--- PROVIDED DATA ---

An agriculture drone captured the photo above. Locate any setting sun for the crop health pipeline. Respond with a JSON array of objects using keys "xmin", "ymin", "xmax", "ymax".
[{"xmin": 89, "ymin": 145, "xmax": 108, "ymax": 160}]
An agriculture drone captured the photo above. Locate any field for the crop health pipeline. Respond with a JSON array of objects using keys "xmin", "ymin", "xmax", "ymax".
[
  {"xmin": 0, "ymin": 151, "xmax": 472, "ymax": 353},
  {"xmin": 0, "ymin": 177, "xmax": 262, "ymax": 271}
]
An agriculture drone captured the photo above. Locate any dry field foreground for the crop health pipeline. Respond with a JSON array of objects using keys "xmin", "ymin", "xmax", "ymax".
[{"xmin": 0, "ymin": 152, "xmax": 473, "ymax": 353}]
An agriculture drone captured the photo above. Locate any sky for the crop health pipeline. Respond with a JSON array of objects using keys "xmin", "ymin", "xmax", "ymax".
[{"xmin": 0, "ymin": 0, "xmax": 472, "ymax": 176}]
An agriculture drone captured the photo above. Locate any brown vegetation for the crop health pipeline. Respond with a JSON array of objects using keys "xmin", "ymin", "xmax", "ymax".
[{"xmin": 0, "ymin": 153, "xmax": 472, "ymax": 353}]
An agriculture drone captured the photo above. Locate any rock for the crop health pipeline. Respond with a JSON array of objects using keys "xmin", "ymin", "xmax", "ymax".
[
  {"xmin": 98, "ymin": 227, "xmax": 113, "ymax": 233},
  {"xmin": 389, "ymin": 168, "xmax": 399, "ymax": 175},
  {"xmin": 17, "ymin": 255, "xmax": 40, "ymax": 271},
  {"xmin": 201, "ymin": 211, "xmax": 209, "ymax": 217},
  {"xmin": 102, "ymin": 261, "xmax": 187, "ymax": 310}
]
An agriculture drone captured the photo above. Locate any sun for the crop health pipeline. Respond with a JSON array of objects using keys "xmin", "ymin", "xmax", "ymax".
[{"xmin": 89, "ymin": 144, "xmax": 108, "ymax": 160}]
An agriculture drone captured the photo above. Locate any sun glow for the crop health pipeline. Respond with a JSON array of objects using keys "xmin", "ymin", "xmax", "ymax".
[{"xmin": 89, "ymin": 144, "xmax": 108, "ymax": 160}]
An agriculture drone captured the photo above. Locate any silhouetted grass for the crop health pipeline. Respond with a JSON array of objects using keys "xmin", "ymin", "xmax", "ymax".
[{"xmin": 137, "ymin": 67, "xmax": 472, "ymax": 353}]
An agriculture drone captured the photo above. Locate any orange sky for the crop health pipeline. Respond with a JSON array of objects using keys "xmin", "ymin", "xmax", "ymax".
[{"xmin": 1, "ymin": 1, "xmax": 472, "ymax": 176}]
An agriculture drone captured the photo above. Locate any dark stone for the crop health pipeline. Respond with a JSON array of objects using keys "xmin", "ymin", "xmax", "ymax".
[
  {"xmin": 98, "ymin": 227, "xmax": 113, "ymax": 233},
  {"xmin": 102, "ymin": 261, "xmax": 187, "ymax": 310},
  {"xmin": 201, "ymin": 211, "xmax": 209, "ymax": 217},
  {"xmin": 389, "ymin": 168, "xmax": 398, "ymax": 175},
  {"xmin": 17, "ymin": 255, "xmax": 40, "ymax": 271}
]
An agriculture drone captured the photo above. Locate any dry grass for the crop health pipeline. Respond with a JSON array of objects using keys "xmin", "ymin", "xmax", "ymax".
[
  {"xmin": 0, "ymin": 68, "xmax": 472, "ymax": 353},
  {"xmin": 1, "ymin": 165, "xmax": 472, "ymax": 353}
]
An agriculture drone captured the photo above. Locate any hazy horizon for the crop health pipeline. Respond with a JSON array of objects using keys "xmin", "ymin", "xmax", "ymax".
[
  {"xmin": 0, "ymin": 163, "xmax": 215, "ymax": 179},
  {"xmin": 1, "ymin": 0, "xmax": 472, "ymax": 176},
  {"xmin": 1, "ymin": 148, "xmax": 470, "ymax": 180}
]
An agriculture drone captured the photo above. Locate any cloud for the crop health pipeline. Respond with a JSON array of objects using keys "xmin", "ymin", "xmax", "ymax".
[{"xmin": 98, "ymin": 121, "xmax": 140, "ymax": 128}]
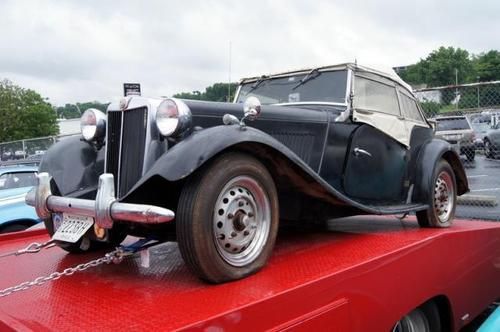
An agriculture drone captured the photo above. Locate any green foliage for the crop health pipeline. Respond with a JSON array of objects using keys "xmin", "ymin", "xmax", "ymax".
[
  {"xmin": 0, "ymin": 79, "xmax": 58, "ymax": 142},
  {"xmin": 56, "ymin": 101, "xmax": 110, "ymax": 119},
  {"xmin": 419, "ymin": 101, "xmax": 441, "ymax": 117},
  {"xmin": 473, "ymin": 50, "xmax": 500, "ymax": 82},
  {"xmin": 400, "ymin": 46, "xmax": 474, "ymax": 87},
  {"xmin": 173, "ymin": 82, "xmax": 237, "ymax": 102}
]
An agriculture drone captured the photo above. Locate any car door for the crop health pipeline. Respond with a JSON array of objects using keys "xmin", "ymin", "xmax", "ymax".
[{"xmin": 343, "ymin": 73, "xmax": 409, "ymax": 203}]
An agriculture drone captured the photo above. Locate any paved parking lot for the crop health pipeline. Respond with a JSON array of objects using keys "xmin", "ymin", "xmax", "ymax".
[{"xmin": 457, "ymin": 154, "xmax": 500, "ymax": 220}]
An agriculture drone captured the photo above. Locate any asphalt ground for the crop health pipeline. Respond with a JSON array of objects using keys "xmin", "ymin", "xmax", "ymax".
[{"xmin": 456, "ymin": 154, "xmax": 500, "ymax": 220}]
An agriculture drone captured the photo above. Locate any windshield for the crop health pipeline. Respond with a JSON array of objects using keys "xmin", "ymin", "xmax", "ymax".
[
  {"xmin": 435, "ymin": 118, "xmax": 471, "ymax": 131},
  {"xmin": 236, "ymin": 70, "xmax": 347, "ymax": 105}
]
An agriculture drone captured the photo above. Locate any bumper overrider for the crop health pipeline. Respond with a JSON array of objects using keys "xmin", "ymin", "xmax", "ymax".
[{"xmin": 26, "ymin": 173, "xmax": 175, "ymax": 229}]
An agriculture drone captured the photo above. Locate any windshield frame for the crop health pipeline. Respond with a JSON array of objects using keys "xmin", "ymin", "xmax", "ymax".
[{"xmin": 234, "ymin": 68, "xmax": 350, "ymax": 107}]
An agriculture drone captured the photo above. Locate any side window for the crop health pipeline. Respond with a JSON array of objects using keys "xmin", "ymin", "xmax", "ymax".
[
  {"xmin": 399, "ymin": 91, "xmax": 425, "ymax": 122},
  {"xmin": 353, "ymin": 76, "xmax": 400, "ymax": 116}
]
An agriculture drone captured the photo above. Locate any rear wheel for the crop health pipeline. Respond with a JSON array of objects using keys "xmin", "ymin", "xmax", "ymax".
[
  {"xmin": 176, "ymin": 152, "xmax": 279, "ymax": 283},
  {"xmin": 417, "ymin": 160, "xmax": 456, "ymax": 228},
  {"xmin": 485, "ymin": 139, "xmax": 495, "ymax": 159},
  {"xmin": 466, "ymin": 150, "xmax": 475, "ymax": 161},
  {"xmin": 393, "ymin": 301, "xmax": 441, "ymax": 332}
]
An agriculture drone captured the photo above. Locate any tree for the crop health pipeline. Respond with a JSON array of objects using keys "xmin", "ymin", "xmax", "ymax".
[
  {"xmin": 473, "ymin": 50, "xmax": 500, "ymax": 82},
  {"xmin": 0, "ymin": 79, "xmax": 58, "ymax": 142},
  {"xmin": 173, "ymin": 83, "xmax": 237, "ymax": 102},
  {"xmin": 400, "ymin": 46, "xmax": 474, "ymax": 87},
  {"xmin": 55, "ymin": 101, "xmax": 110, "ymax": 119}
]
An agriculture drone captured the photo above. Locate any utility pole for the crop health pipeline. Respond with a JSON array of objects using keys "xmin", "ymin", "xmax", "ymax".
[
  {"xmin": 477, "ymin": 76, "xmax": 480, "ymax": 108},
  {"xmin": 455, "ymin": 68, "xmax": 459, "ymax": 110},
  {"xmin": 228, "ymin": 41, "xmax": 232, "ymax": 102}
]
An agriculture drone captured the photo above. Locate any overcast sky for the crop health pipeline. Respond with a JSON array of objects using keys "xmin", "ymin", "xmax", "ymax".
[{"xmin": 0, "ymin": 0, "xmax": 498, "ymax": 105}]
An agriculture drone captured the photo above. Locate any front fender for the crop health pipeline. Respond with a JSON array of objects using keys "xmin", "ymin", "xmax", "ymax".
[
  {"xmin": 414, "ymin": 138, "xmax": 469, "ymax": 203},
  {"xmin": 40, "ymin": 136, "xmax": 104, "ymax": 196},
  {"xmin": 131, "ymin": 125, "xmax": 311, "ymax": 185}
]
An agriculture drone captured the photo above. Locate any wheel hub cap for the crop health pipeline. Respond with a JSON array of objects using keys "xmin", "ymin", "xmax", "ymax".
[{"xmin": 213, "ymin": 176, "xmax": 271, "ymax": 267}]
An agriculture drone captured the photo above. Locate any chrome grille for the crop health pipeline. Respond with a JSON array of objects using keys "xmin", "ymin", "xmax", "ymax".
[{"xmin": 105, "ymin": 107, "xmax": 148, "ymax": 197}]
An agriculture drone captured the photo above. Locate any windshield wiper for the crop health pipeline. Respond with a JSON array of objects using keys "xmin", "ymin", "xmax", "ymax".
[
  {"xmin": 247, "ymin": 75, "xmax": 271, "ymax": 94},
  {"xmin": 292, "ymin": 68, "xmax": 321, "ymax": 90}
]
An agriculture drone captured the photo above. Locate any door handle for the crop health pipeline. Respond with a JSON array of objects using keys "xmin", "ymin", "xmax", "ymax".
[{"xmin": 353, "ymin": 147, "xmax": 372, "ymax": 157}]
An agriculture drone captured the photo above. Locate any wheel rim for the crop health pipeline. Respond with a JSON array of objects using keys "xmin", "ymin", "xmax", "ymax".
[
  {"xmin": 433, "ymin": 171, "xmax": 455, "ymax": 223},
  {"xmin": 393, "ymin": 308, "xmax": 430, "ymax": 332},
  {"xmin": 212, "ymin": 175, "xmax": 271, "ymax": 267}
]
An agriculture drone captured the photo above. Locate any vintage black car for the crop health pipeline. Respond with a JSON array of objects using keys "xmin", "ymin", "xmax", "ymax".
[{"xmin": 28, "ymin": 63, "xmax": 468, "ymax": 283}]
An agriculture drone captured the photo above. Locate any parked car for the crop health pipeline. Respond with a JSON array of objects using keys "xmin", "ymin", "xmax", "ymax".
[
  {"xmin": 470, "ymin": 121, "xmax": 490, "ymax": 149},
  {"xmin": 433, "ymin": 115, "xmax": 475, "ymax": 161},
  {"xmin": 484, "ymin": 122, "xmax": 500, "ymax": 159},
  {"xmin": 28, "ymin": 63, "xmax": 468, "ymax": 283},
  {"xmin": 0, "ymin": 165, "xmax": 40, "ymax": 233}
]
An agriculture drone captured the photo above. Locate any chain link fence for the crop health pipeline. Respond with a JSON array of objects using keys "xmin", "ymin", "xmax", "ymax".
[
  {"xmin": 415, "ymin": 80, "xmax": 500, "ymax": 220},
  {"xmin": 0, "ymin": 135, "xmax": 78, "ymax": 163}
]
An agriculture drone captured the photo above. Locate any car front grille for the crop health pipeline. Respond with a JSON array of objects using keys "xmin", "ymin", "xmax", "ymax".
[{"xmin": 105, "ymin": 107, "xmax": 148, "ymax": 197}]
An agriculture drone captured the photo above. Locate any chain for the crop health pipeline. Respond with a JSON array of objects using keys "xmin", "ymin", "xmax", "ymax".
[{"xmin": 0, "ymin": 249, "xmax": 127, "ymax": 298}]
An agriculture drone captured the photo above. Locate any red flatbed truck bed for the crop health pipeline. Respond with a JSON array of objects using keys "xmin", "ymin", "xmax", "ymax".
[{"xmin": 0, "ymin": 216, "xmax": 499, "ymax": 331}]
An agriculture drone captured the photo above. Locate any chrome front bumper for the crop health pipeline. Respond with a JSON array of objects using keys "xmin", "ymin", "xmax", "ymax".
[{"xmin": 26, "ymin": 173, "xmax": 175, "ymax": 228}]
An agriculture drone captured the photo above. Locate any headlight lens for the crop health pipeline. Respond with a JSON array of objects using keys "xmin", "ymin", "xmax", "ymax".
[
  {"xmin": 156, "ymin": 99, "xmax": 192, "ymax": 137},
  {"xmin": 81, "ymin": 108, "xmax": 106, "ymax": 142}
]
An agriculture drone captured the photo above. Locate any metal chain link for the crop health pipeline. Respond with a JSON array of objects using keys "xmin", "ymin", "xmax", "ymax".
[{"xmin": 0, "ymin": 249, "xmax": 126, "ymax": 298}]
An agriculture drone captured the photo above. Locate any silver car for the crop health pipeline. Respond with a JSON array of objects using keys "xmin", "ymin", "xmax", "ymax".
[
  {"xmin": 484, "ymin": 122, "xmax": 500, "ymax": 158},
  {"xmin": 434, "ymin": 116, "xmax": 475, "ymax": 161}
]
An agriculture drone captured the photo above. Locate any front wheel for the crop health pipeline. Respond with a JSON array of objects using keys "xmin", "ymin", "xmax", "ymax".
[
  {"xmin": 176, "ymin": 152, "xmax": 279, "ymax": 283},
  {"xmin": 416, "ymin": 160, "xmax": 456, "ymax": 228}
]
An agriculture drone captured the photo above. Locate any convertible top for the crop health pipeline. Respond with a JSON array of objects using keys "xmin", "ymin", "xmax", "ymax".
[{"xmin": 239, "ymin": 62, "xmax": 415, "ymax": 97}]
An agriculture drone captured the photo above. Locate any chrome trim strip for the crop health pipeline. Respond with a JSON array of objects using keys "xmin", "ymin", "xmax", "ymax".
[
  {"xmin": 272, "ymin": 101, "xmax": 347, "ymax": 107},
  {"xmin": 26, "ymin": 173, "xmax": 175, "ymax": 228},
  {"xmin": 117, "ymin": 108, "xmax": 125, "ymax": 197}
]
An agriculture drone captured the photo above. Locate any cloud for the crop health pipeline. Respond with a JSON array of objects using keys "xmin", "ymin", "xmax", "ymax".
[{"xmin": 0, "ymin": 0, "xmax": 498, "ymax": 105}]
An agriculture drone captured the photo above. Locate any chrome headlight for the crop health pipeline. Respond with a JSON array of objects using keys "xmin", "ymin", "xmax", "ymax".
[
  {"xmin": 81, "ymin": 108, "xmax": 106, "ymax": 142},
  {"xmin": 156, "ymin": 98, "xmax": 192, "ymax": 137}
]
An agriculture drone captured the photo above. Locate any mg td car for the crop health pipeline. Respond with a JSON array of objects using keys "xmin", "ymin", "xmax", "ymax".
[{"xmin": 27, "ymin": 63, "xmax": 468, "ymax": 283}]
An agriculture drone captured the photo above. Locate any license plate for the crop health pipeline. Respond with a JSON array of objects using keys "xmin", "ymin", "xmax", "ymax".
[{"xmin": 52, "ymin": 214, "xmax": 94, "ymax": 243}]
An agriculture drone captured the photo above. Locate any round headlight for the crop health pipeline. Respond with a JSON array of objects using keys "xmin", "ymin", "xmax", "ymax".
[
  {"xmin": 81, "ymin": 108, "xmax": 106, "ymax": 142},
  {"xmin": 156, "ymin": 99, "xmax": 192, "ymax": 137}
]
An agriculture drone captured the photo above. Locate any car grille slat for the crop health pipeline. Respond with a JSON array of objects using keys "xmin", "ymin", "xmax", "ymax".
[
  {"xmin": 105, "ymin": 107, "xmax": 147, "ymax": 198},
  {"xmin": 106, "ymin": 111, "xmax": 122, "ymax": 191}
]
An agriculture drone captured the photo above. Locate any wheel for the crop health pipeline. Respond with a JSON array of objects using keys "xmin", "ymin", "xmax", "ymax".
[
  {"xmin": 465, "ymin": 150, "xmax": 475, "ymax": 161},
  {"xmin": 393, "ymin": 302, "xmax": 441, "ymax": 332},
  {"xmin": 484, "ymin": 139, "xmax": 495, "ymax": 159},
  {"xmin": 44, "ymin": 217, "xmax": 127, "ymax": 253},
  {"xmin": 417, "ymin": 160, "xmax": 456, "ymax": 228},
  {"xmin": 0, "ymin": 223, "xmax": 29, "ymax": 233},
  {"xmin": 176, "ymin": 152, "xmax": 279, "ymax": 283}
]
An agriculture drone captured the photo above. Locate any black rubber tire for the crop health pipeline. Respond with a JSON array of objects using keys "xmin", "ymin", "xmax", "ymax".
[
  {"xmin": 44, "ymin": 217, "xmax": 127, "ymax": 253},
  {"xmin": 395, "ymin": 301, "xmax": 441, "ymax": 332},
  {"xmin": 176, "ymin": 152, "xmax": 279, "ymax": 283},
  {"xmin": 485, "ymin": 139, "xmax": 495, "ymax": 159},
  {"xmin": 416, "ymin": 160, "xmax": 456, "ymax": 228},
  {"xmin": 0, "ymin": 224, "xmax": 29, "ymax": 233},
  {"xmin": 466, "ymin": 150, "xmax": 475, "ymax": 161}
]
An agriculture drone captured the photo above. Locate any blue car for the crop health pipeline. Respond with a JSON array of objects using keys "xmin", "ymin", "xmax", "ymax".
[{"xmin": 0, "ymin": 165, "xmax": 40, "ymax": 233}]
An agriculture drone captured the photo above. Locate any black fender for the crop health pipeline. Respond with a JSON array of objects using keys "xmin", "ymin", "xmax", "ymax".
[
  {"xmin": 125, "ymin": 125, "xmax": 419, "ymax": 215},
  {"xmin": 40, "ymin": 136, "xmax": 104, "ymax": 196},
  {"xmin": 414, "ymin": 138, "xmax": 469, "ymax": 203}
]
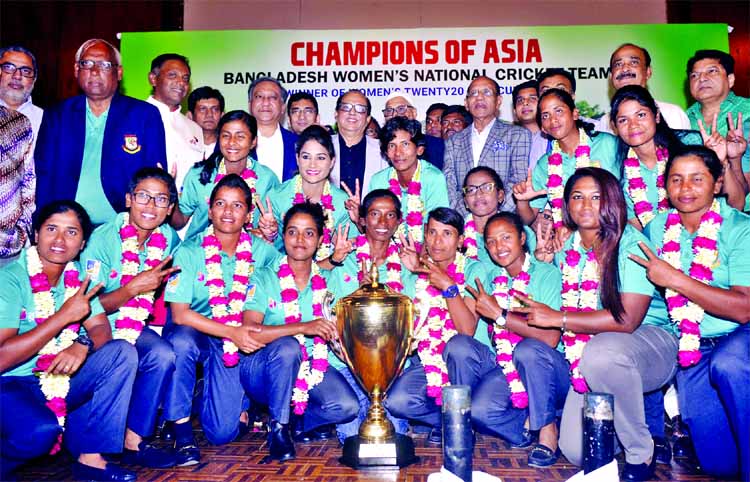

---

__EXERCISE INSTRUCTIONS__. Print exactly, and only, the lines from the one with "any black fender" through the last line of the listing above. No pictures belong in the copy.

__ANSWER AREA__.
An agriculture drone captured the photo above. Locate any black fender for the crop health pipeline. Respond with a JSON array of objects using keys "xmin", "ymin", "xmax", "ymax".
[
  {"xmin": 125, "ymin": 125, "xmax": 419, "ymax": 215},
  {"xmin": 40, "ymin": 136, "xmax": 104, "ymax": 196},
  {"xmin": 414, "ymin": 138, "xmax": 469, "ymax": 203}
]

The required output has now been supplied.